Directions:
A) Decide whether each statement agrees with the Schwinn Super Sport thread. Answer yes or no for each, and quote the words of the thread that settle it.
(i) The seller sent Ranger Dan some pictures.
(ii) vincev calls $350 a reasonable price whatever saddle the bike has.
(iii) The seller has confirmed that the saddle is a B-15.
B) According to the Schwinn Super Sport thread, what kind of Super Sport is Ranger Dan himself hoping to find?
C) Extend the Schwinn Super Sport thread, not the entries, by writing what comes after its final post.

Passage to read:
• • •

# 1973 Schwinn Super Sport



## Ranger Dan (Dec 8, 2013)

There's an ad on my local CL for a really sweet Super Sport:
http://worcester.craigslist.org/bik/4163457206.html​
I had a nice email exchange with the seller, and he sent a few pix.  (I'd be all over this thing, but I'm looking for a cheap, beat-up (but _straight_) instance of this model that I can modify a bit.  Anybody got one of those?)

Looks pret-ty nice for forty, I'd say:


----------



## vincev (Dec 8, 2013)

$350 is very reasonable if the saddle is the Brooks one that came with the bike.


----------



## Ranger Dan (Dec 8, 2013)

vincev said:


> $350 is very reasonable if the saddle is the Brooks one that came with the bike.




That's what I thought.  The B-15 has not been confirmed with the seller, but the pictures certainly bear out the presumption.

• • •

Raw data:
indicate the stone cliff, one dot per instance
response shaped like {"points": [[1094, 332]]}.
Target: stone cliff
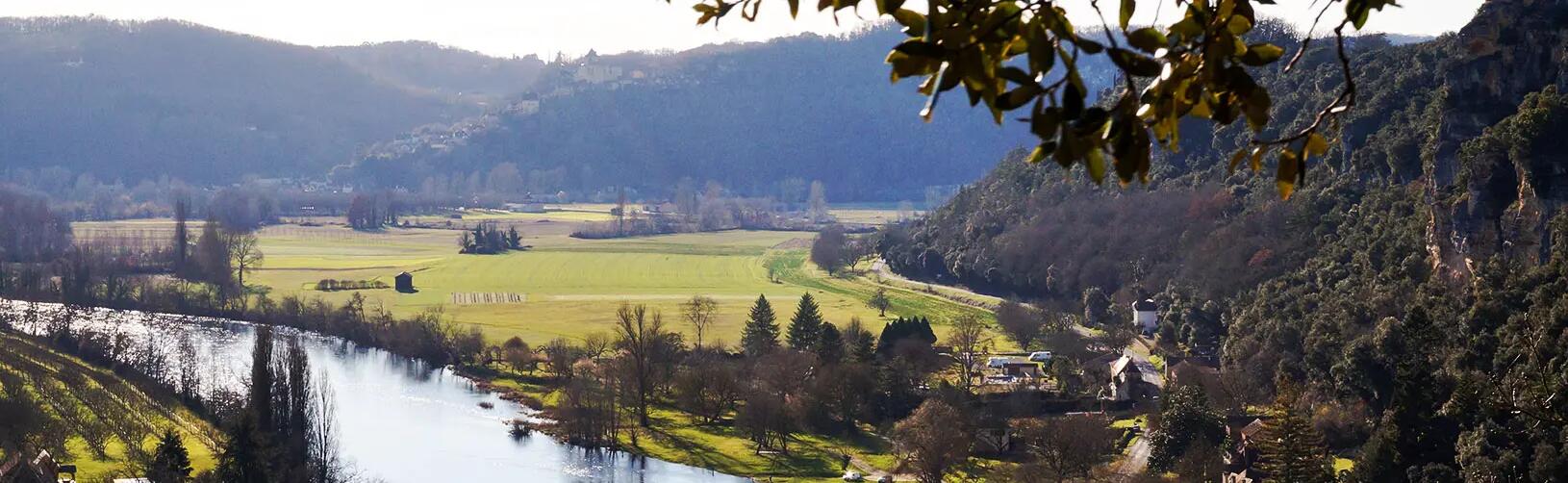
{"points": [[1498, 169]]}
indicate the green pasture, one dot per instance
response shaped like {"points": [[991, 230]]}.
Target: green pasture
{"points": [[571, 288], [99, 405]]}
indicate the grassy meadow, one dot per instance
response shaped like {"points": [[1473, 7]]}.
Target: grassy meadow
{"points": [[94, 402], [569, 288]]}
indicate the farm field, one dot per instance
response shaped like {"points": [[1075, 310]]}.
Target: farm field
{"points": [[96, 403], [569, 288], [565, 288]]}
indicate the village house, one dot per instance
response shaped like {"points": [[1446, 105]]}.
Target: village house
{"points": [[1132, 380], [1147, 316], [39, 470], [1241, 460], [403, 283]]}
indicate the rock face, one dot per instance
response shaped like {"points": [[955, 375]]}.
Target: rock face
{"points": [[1493, 177]]}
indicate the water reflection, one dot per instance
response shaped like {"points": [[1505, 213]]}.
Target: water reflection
{"points": [[400, 419]]}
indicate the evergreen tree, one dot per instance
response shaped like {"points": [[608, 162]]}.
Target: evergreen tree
{"points": [[1186, 419], [830, 343], [171, 463], [1292, 450], [761, 334], [241, 458], [806, 323]]}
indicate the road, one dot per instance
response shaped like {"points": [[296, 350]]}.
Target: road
{"points": [[1137, 458]]}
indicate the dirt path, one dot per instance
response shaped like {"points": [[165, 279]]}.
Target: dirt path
{"points": [[1137, 458], [873, 474]]}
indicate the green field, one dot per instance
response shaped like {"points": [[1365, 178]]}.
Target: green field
{"points": [[569, 288], [97, 403]]}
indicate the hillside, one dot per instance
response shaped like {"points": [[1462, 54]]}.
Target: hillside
{"points": [[455, 74], [1033, 233], [166, 97], [84, 415], [746, 116], [1411, 296]]}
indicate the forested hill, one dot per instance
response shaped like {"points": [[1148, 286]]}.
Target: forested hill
{"points": [[460, 76], [746, 116], [144, 99], [1413, 296]]}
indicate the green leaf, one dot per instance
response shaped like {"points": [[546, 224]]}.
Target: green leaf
{"points": [[1017, 76], [1316, 144], [1148, 39]]}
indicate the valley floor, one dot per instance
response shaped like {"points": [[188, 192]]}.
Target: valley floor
{"points": [[569, 288]]}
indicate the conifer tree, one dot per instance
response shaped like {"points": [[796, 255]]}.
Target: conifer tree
{"points": [[1291, 450], [761, 334], [171, 463], [806, 325], [212, 256]]}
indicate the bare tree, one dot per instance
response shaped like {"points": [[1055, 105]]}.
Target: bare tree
{"points": [[699, 314], [1067, 447], [970, 343], [245, 251], [1020, 321], [640, 339], [933, 440]]}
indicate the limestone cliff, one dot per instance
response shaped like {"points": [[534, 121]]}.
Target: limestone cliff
{"points": [[1495, 168]]}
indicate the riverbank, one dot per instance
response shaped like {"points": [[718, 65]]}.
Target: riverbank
{"points": [[679, 438]]}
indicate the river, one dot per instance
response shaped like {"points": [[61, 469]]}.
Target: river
{"points": [[397, 418]]}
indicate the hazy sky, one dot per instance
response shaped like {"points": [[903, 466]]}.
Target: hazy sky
{"points": [[520, 27]]}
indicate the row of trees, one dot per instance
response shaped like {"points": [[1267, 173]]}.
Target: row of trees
{"points": [[490, 239], [803, 376], [283, 428], [221, 254], [833, 249], [367, 212], [34, 233]]}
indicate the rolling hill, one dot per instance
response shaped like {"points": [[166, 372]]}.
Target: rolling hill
{"points": [[144, 99]]}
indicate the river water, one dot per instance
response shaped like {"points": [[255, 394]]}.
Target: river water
{"points": [[397, 419]]}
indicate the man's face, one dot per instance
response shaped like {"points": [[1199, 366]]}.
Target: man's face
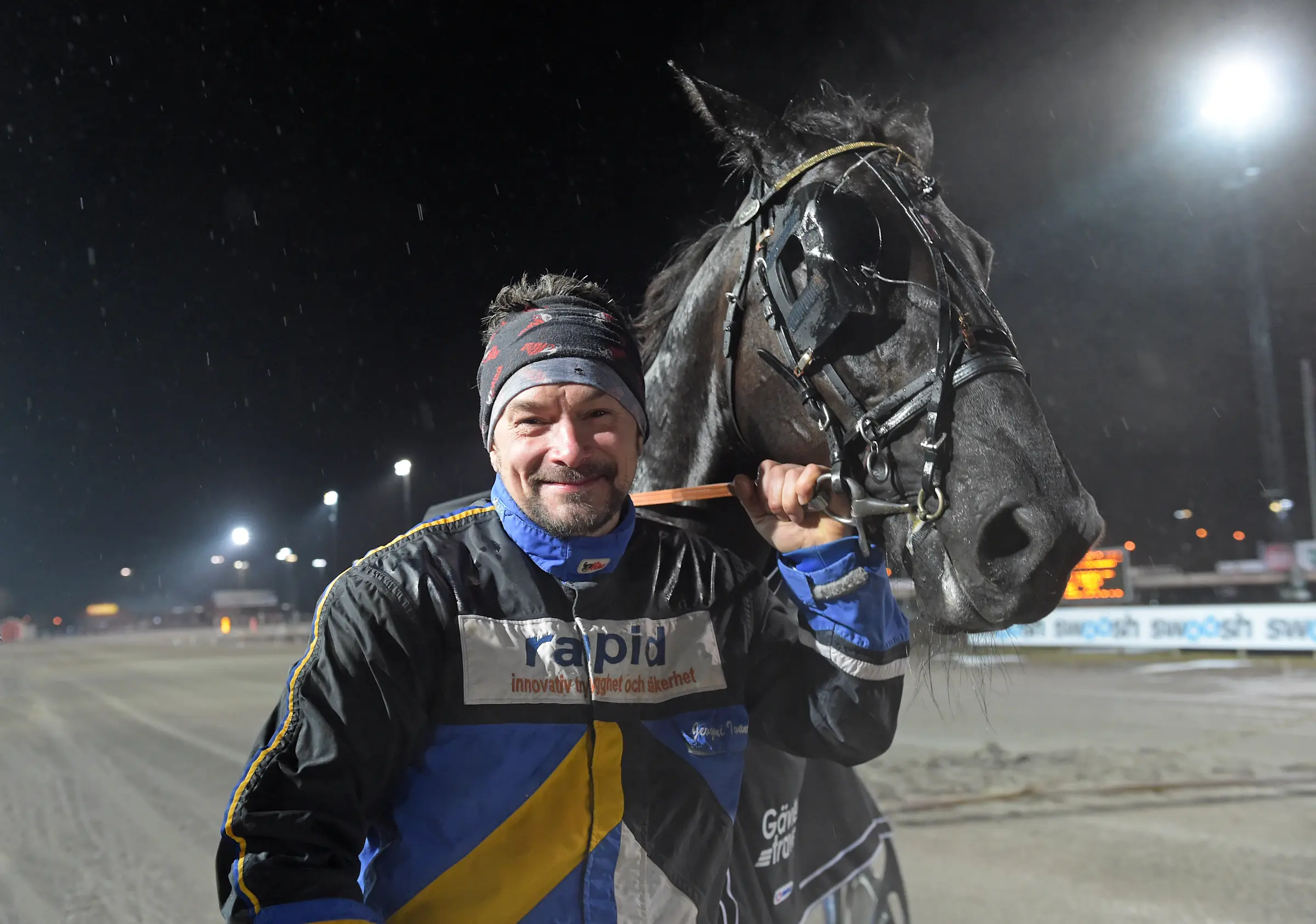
{"points": [[568, 456]]}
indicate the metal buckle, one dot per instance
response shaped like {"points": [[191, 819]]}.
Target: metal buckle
{"points": [[933, 445], [803, 365]]}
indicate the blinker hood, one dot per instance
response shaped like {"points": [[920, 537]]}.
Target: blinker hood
{"points": [[839, 243]]}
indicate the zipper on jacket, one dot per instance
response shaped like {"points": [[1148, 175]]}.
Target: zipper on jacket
{"points": [[591, 740]]}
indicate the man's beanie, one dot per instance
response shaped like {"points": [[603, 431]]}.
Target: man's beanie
{"points": [[561, 340]]}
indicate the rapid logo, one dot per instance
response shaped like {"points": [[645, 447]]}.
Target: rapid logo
{"points": [[620, 661], [778, 828]]}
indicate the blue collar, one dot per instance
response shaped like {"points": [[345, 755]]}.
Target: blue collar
{"points": [[565, 558]]}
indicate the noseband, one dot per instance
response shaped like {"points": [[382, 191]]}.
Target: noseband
{"points": [[803, 323]]}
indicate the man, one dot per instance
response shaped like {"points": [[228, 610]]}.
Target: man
{"points": [[536, 709]]}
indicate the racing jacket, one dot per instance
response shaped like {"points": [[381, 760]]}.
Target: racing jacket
{"points": [[492, 725]]}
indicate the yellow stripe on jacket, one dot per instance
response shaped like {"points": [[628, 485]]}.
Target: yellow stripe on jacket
{"points": [[511, 870]]}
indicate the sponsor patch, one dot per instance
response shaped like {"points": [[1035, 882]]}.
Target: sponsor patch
{"points": [[617, 661], [778, 827]]}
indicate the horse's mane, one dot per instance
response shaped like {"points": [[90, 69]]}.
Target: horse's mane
{"points": [[665, 290], [835, 116]]}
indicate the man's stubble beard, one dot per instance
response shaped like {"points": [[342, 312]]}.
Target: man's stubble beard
{"points": [[582, 515]]}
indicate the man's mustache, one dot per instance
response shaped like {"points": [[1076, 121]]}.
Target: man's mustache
{"points": [[564, 474]]}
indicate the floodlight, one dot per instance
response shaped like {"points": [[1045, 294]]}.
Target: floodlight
{"points": [[1241, 95]]}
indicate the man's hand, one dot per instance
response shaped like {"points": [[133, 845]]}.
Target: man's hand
{"points": [[778, 500]]}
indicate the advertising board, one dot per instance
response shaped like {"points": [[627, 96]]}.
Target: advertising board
{"points": [[1280, 627]]}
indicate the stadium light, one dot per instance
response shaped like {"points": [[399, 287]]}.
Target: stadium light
{"points": [[1240, 95]]}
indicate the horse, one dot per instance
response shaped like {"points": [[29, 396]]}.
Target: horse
{"points": [[841, 318]]}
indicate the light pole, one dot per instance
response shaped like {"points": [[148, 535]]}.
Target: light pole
{"points": [[290, 557], [1240, 100], [332, 503], [402, 467]]}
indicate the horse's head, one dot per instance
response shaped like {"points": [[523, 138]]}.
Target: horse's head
{"points": [[878, 302]]}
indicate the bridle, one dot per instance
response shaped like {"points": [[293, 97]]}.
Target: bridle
{"points": [[965, 352]]}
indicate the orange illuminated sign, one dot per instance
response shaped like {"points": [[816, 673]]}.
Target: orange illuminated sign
{"points": [[1098, 577]]}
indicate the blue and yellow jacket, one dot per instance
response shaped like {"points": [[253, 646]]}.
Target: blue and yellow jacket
{"points": [[491, 725]]}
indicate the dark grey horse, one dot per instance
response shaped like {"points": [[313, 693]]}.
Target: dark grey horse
{"points": [[1015, 522]]}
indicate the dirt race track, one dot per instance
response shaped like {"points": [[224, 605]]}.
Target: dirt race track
{"points": [[1094, 789]]}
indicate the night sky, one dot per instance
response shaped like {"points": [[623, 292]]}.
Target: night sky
{"points": [[244, 248]]}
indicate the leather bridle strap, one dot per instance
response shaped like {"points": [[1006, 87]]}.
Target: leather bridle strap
{"points": [[960, 358]]}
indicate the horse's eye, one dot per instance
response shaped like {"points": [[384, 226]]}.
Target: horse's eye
{"points": [[846, 231]]}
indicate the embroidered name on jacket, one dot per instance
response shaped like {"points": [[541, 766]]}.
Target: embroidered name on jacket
{"points": [[619, 661]]}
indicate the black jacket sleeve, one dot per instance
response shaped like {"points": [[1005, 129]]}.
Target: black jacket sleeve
{"points": [[827, 659], [350, 715]]}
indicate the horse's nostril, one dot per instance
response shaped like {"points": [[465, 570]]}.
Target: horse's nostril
{"points": [[1002, 538]]}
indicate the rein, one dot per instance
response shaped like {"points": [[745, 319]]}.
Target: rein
{"points": [[964, 352]]}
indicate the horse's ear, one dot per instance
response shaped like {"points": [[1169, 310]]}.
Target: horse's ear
{"points": [[753, 139], [910, 128]]}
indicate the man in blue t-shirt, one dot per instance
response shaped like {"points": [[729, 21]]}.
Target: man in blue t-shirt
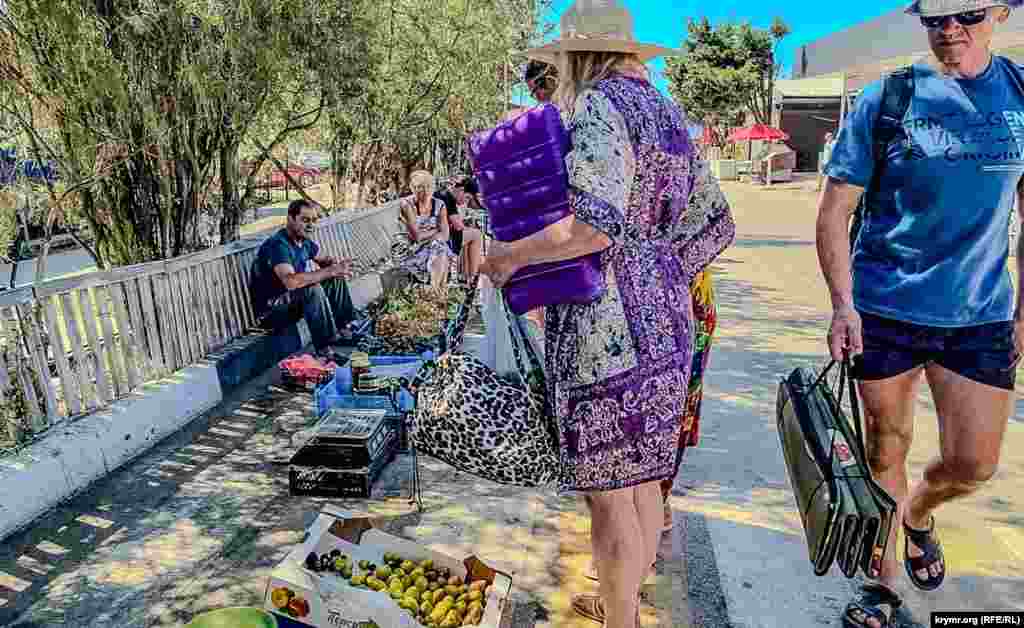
{"points": [[286, 286], [928, 290]]}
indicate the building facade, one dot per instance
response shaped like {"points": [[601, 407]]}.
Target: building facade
{"points": [[809, 105]]}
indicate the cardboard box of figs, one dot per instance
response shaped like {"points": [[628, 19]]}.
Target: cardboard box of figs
{"points": [[349, 574]]}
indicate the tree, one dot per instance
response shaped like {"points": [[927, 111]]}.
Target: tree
{"points": [[150, 102], [725, 72]]}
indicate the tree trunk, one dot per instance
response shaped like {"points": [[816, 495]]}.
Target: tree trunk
{"points": [[231, 209]]}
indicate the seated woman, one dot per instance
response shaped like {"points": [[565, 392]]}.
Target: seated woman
{"points": [[423, 249], [470, 245]]}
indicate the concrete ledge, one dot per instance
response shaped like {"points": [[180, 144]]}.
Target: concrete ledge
{"points": [[72, 456], [246, 358]]}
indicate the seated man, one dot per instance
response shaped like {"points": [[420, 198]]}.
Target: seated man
{"points": [[286, 287]]}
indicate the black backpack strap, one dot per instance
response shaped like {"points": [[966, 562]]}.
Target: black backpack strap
{"points": [[897, 89]]}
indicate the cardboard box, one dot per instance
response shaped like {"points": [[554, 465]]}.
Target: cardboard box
{"points": [[331, 601]]}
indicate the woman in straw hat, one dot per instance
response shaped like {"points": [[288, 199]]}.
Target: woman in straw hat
{"points": [[424, 252], [617, 369]]}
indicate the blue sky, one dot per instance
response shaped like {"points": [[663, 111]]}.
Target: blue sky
{"points": [[664, 22]]}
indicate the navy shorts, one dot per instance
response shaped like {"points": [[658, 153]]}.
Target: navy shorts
{"points": [[984, 353]]}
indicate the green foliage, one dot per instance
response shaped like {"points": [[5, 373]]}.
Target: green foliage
{"points": [[727, 70], [147, 106], [437, 72]]}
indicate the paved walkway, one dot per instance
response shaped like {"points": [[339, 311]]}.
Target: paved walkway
{"points": [[198, 522]]}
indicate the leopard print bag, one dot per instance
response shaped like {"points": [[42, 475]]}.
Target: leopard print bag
{"points": [[469, 417]]}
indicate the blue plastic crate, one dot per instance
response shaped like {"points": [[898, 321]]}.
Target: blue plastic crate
{"points": [[329, 398]]}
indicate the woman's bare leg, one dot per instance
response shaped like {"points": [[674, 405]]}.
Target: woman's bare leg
{"points": [[621, 553], [438, 271], [472, 252], [650, 509]]}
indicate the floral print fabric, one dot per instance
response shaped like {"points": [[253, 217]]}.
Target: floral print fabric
{"points": [[706, 319], [617, 369]]}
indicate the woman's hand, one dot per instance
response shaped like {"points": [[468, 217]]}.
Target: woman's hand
{"points": [[500, 264]]}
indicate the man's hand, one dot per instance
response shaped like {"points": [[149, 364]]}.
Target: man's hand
{"points": [[500, 264], [342, 268], [1019, 338], [845, 333]]}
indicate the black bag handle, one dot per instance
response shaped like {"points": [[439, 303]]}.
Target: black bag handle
{"points": [[455, 332], [846, 382]]}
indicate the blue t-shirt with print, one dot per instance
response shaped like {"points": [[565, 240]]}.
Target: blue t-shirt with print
{"points": [[934, 244], [278, 249]]}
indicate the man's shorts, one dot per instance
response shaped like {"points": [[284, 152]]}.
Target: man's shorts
{"points": [[984, 353]]}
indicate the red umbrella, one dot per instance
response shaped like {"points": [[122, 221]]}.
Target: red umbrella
{"points": [[758, 131]]}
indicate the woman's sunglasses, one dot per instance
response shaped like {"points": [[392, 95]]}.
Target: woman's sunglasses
{"points": [[967, 18]]}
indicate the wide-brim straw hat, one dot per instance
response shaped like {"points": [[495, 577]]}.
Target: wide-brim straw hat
{"points": [[598, 26], [934, 8]]}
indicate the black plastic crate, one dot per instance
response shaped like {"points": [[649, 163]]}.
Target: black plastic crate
{"points": [[303, 384], [317, 480], [346, 438], [328, 399], [345, 454]]}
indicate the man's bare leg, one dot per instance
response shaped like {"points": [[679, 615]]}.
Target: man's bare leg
{"points": [[889, 408]]}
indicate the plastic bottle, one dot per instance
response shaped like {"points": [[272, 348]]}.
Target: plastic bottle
{"points": [[343, 379]]}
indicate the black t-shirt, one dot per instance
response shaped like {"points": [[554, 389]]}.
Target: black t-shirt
{"points": [[278, 249]]}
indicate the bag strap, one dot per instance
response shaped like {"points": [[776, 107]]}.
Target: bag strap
{"points": [[455, 334], [897, 89], [520, 336], [846, 378]]}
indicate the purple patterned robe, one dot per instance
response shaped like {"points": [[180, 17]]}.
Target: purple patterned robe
{"points": [[617, 369]]}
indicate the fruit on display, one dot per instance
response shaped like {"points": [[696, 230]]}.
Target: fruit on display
{"points": [[433, 596], [285, 600]]}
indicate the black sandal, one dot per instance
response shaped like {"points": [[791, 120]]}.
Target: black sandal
{"points": [[867, 603], [929, 544]]}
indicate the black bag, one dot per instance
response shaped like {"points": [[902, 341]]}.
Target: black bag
{"points": [[846, 514], [897, 89]]}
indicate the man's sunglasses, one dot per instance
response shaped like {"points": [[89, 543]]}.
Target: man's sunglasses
{"points": [[967, 18]]}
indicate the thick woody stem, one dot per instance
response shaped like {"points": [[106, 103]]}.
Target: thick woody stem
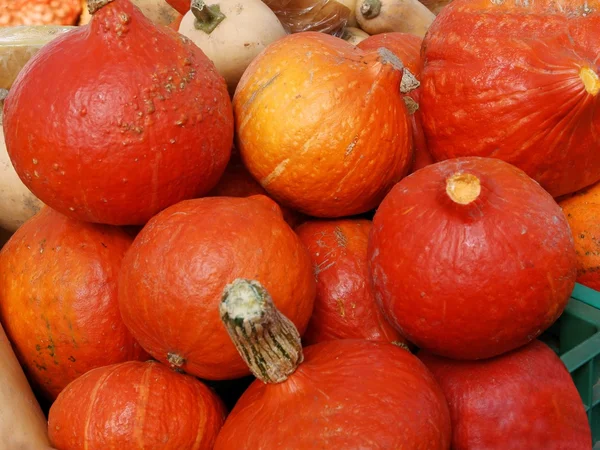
{"points": [[267, 340]]}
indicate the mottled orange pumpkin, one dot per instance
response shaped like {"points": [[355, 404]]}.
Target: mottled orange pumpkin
{"points": [[583, 214], [345, 306], [58, 299], [133, 406], [321, 124]]}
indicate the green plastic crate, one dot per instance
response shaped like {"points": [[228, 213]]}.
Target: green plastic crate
{"points": [[576, 339]]}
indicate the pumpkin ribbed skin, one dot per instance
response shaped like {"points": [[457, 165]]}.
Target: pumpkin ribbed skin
{"points": [[203, 245], [583, 214], [524, 399], [135, 405], [322, 125], [345, 305], [472, 280], [142, 122], [58, 299], [516, 81], [346, 394], [407, 47]]}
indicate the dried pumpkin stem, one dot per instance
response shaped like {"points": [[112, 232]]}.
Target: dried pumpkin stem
{"points": [[207, 17], [95, 5], [267, 340], [370, 8]]}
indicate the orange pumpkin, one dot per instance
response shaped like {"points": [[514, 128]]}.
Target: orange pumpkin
{"points": [[58, 299], [407, 47], [173, 276], [135, 405], [345, 305], [321, 124], [583, 214]]}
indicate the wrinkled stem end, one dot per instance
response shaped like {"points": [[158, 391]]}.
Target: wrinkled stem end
{"points": [[95, 5], [266, 340], [207, 17], [463, 188], [370, 8], [590, 80]]}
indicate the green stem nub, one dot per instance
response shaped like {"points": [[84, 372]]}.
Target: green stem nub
{"points": [[207, 17], [266, 340], [370, 8], [95, 5]]}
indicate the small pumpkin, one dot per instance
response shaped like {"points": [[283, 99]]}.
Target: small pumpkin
{"points": [[503, 403], [354, 35], [58, 299], [231, 33], [407, 47], [135, 405], [471, 258], [201, 244], [340, 140], [325, 16], [533, 104], [17, 203], [343, 394], [345, 305], [39, 12], [583, 214], [385, 16], [128, 145]]}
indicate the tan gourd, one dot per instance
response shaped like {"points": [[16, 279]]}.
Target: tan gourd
{"points": [[22, 423], [354, 35], [231, 33], [384, 16]]}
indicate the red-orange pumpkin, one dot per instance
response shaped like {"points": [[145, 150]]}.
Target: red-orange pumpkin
{"points": [[517, 81], [471, 258], [58, 299], [407, 47], [135, 405], [322, 125], [524, 399], [133, 119], [345, 305], [173, 276], [340, 394]]}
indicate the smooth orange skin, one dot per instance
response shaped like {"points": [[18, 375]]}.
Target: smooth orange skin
{"points": [[173, 278], [524, 399], [407, 47], [134, 406], [322, 125], [583, 214], [347, 394], [58, 299], [133, 119], [502, 80], [345, 305], [471, 281], [237, 182]]}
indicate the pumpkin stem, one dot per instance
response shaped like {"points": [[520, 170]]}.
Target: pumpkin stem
{"points": [[590, 80], [266, 340], [463, 188], [370, 8], [207, 17], [95, 5]]}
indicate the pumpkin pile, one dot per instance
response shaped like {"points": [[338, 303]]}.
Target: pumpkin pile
{"points": [[295, 223]]}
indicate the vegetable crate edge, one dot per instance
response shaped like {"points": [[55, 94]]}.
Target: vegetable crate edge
{"points": [[576, 339]]}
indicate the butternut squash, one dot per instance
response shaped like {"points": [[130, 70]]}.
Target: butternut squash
{"points": [[385, 16]]}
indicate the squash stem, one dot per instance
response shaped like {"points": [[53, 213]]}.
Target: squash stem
{"points": [[266, 340], [207, 17], [370, 8], [95, 5]]}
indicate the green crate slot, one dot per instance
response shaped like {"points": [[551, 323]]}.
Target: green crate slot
{"points": [[576, 339]]}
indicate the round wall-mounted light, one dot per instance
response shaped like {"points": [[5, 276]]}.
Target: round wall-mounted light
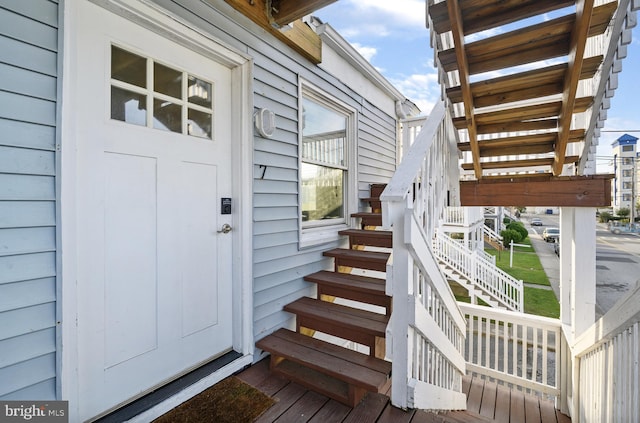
{"points": [[265, 122]]}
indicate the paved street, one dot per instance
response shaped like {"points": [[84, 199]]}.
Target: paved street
{"points": [[617, 261]]}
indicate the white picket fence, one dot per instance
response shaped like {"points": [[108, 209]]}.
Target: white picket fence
{"points": [[520, 350], [480, 272], [425, 336], [607, 360]]}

• • •

The responses:
A)
(i) Yes: "he sent a few pix."
(ii) No: "$350 is very reasonable if the saddle is the Brooks one that came with the bike."
(iii) No: "The B-15 has not been confirmed with the seller"

B) A cheap, beat-up (but straight) one that he can modify a bit.

C)
I was lucky enough to get a piece almost this fine recently for $145.  The saddle alone was worth the price.  I've built it up since as a fix for my niece:


----------



## stoney (Dec 8, 2013)

That's a beautiful bike. Love that Opaque blue color. Thinking about it myself.


----------



## stoney (Dec 8, 2013)

To me that looks like a Brooks saddle.


----------



## Metacortex (Dec 8, 2013)

That's a late '73 model with a 24" frame in Opaque Blue. It is missing the original GT-210 rear derailleur and the toe clips/straps but everything else seems to be original.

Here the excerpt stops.